§ Aim: Type out every line below exactly as it reads.

═══

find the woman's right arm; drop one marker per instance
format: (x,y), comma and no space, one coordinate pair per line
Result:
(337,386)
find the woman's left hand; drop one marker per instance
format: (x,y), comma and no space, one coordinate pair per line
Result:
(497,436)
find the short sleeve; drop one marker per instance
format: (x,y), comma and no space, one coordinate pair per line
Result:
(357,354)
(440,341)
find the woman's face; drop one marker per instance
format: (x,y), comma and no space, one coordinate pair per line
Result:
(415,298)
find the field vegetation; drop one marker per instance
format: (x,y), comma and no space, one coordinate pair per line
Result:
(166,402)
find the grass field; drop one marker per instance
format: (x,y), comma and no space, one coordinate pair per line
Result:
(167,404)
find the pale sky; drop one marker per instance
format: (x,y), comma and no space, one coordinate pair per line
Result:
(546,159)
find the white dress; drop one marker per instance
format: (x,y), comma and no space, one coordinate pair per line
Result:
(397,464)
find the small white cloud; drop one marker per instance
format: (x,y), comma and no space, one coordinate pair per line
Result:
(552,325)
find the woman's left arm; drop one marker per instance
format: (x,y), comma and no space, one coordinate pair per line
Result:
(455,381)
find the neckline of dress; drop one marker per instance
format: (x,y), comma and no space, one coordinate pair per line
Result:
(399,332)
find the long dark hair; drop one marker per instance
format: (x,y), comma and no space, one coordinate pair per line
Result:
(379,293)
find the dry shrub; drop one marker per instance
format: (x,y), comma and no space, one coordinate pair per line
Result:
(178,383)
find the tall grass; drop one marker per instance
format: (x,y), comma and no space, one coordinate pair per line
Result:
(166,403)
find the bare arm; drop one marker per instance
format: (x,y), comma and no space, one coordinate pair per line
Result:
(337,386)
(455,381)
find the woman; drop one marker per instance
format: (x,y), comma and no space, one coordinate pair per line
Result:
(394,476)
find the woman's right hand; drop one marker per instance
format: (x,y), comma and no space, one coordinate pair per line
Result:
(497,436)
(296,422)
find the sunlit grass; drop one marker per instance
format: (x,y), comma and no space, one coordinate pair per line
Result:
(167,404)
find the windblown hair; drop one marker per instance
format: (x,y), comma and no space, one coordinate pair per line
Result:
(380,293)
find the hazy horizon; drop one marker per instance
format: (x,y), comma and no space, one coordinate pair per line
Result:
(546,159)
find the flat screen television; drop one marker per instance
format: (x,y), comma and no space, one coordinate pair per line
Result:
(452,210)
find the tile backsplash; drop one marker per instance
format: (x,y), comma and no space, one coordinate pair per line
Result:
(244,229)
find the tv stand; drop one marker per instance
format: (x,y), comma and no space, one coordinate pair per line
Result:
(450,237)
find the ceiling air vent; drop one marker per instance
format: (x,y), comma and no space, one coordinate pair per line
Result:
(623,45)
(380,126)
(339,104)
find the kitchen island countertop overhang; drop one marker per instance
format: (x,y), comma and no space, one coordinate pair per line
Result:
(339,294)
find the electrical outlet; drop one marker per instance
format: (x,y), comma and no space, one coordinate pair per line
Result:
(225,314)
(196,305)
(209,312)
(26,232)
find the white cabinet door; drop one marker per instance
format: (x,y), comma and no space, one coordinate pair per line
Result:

═══

§ Reply to the task:
find the woman's right arm; drop one marker per instance
format: (x,y), comma and no space, one coordinate pair per line
Result:
(337,386)
find the woman's left hand; drop one marker per instance
format: (x,y), comma and no space, one coordinate pair per line
Result:
(497,436)
find the short sleeve; drop one marker per instance
format: (x,y), comma and no space, one coordinate pair per line
Result:
(357,354)
(440,341)
find the woman's face; drop one marker per instance
format: (x,y), comma and no space, one coordinate pair per line
Result:
(415,298)
find the field vegetation; drop one marker per instance
format: (x,y), comma and no space, one coordinate pair per line
Result:
(166,402)
find the grass field; drop one marker per instance
format: (x,y), comma and no space, one coordinate pair per line
Result:
(167,404)
find the pale sky; drop one marker per instance
format: (x,y), comma and no space, one coordinate pair per line
Result:
(546,159)
find the white dress; drop one marker per instance
format: (x,y), comma and no space, one coordinate pair per line
Result:
(397,464)
find the small white cloud; drop one marker per instance
format: (x,y), comma and no space, one coordinate pair per line
Result:
(552,325)
find the woman's left arm; drop one marker per instance
format: (x,y), comma and no space, one coordinate pair per line
Result:
(455,381)
find the neckline of dress; drop one marker per instance
format: (x,y), comma and no space, one coordinate pair per line
Result:
(399,332)
find the long dark hair; drop one marker per instance
format: (x,y), comma and no space, one coordinate pair per line
Result:
(379,293)
find the dry shrub; drop one marker per instance
format: (x,y), comma and no space, one coordinate pair per line
Result:
(178,383)
find the tall grass; drop one marker per instance
format: (x,y), comma and no space, one coordinate pair per line
Result:
(166,403)
find the bare arm; drop one marker per instance
format: (x,y), comma and no space, one coordinate pair per line
Result:
(337,386)
(455,381)
find the woman; drop one marker per instance
format: (x,y), comma and no space, one coordinate pair per line
Result:
(394,476)
find the woman's right hand; drop one marker per instance
format: (x,y), comma and no space, one coordinate pair per line
Result:
(497,436)
(296,422)
find the sunlit grass; drop one marker per instance
format: (x,y), comma and no space, one coordinate pair per line
Result:
(167,404)
find the windblown hair; drop one marker per instance
format: (x,y), comma and no space, one coordinate pair per line
Result:
(380,293)
find the hazy horizon; drop one marker per instance
format: (x,y), comma and no space, one coordinate pair per line
Result:
(546,159)
find the flat screen television; drop one marker per instance
format: (x,y), comma and no space, one coordinate pair per line
Result:
(452,210)
find the tile backsplash; drop one marker per instance
format: (x,y), comma and no space, one coordinate pair per line
Result:
(244,229)
find the tv stand; drop one marker per instance
format: (x,y), comma and no space, one coordinate pair per line
Result:
(450,237)
find the ceiling air vent; drop one marker per instance
format: (x,y), comma and no space, one coordinate pair per line
Result:
(623,45)
(380,126)
(339,104)
find the kitchen island countertop overhang; drop one marker per instance
format: (x,y), comma and no space, one coordinate pair per line
Result:
(339,294)
find the electrical outlet; drop one marker per instance
format: (x,y), comma and no space, one coordinate pair per line
Result:
(225,314)
(196,305)
(209,312)
(26,232)
find the white cabinet door; drop one marker per instance
format: (x,y), comma and no space, one coordinate pair per line
Result:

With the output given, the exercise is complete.